WORK ORDER
The entries that follow include a run beginning at the line with "# here is a sample of the layout" and ending at the line with "Provide the mask"; restate that run word for word and leave the rest out.

━━━━━━━━━━━━━━━━━━━━

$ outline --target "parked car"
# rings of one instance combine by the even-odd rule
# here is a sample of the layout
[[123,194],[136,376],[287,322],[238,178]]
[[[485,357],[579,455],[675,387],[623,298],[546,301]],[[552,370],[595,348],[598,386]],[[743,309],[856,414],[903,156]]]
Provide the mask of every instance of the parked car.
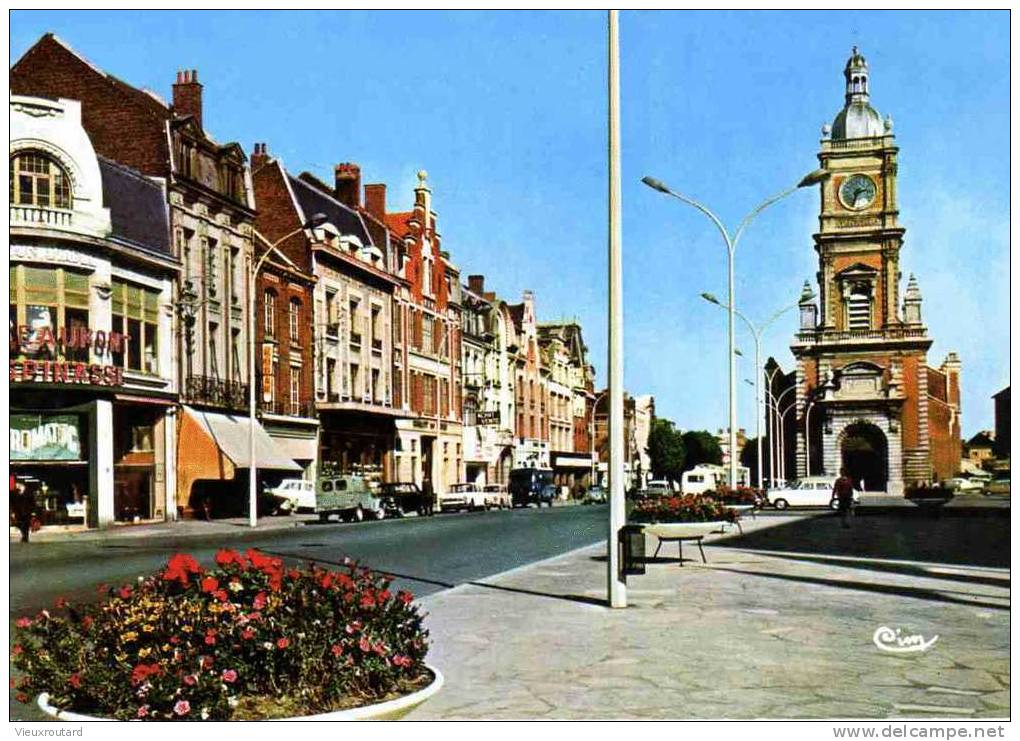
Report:
[[285,512],[315,511],[315,482],[304,479],[284,479],[278,485],[266,489],[266,495],[280,499],[280,509]]
[[485,492],[478,484],[452,484],[450,490],[439,495],[440,512],[485,509]]
[[510,501],[514,507],[543,503],[552,507],[556,498],[553,472],[547,468],[515,468],[510,472]]
[[951,478],[951,479],[943,479],[942,482],[939,485],[943,489],[948,489],[949,491],[954,491],[954,492],[955,491],[979,491],[982,488],[982,485],[979,482],[973,481],[971,479],[963,478],[962,476],[957,476],[957,477],[954,477],[954,478]]
[[482,492],[485,494],[486,509],[510,509],[510,492],[503,484],[486,484]]
[[431,516],[435,511],[435,503],[413,481],[389,482],[380,484],[375,495],[382,501],[386,514],[403,517],[408,512]]
[[675,493],[668,481],[649,481],[648,487],[645,489],[645,497],[652,499],[656,497],[671,497]]
[[581,500],[582,504],[605,504],[609,501],[609,496],[606,490],[601,486],[590,486],[588,491],[584,494],[584,499]]
[[[768,499],[776,509],[788,507],[831,507],[837,509],[839,501],[832,495],[834,476],[809,476],[794,481],[782,489],[769,489]],[[860,504],[861,495],[854,491],[854,504]]]
[[330,515],[361,522],[365,517],[386,517],[382,500],[361,476],[322,476],[315,482],[315,513],[326,522]]
[[998,476],[987,484],[981,492],[985,496],[989,494],[1009,494],[1009,476]]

━━━━━━━━━━━━━━━━━━━━

RESPONSE BELOW
# here is a sample of the layout
[[123,194],[136,376],[287,322],[238,178]]
[[[485,357],[579,455],[675,387],[623,298],[546,301]],[[552,370],[595,348],[598,386]],[[743,309],[856,414],[903,156]]]
Provide the mask of every instance of the parked car.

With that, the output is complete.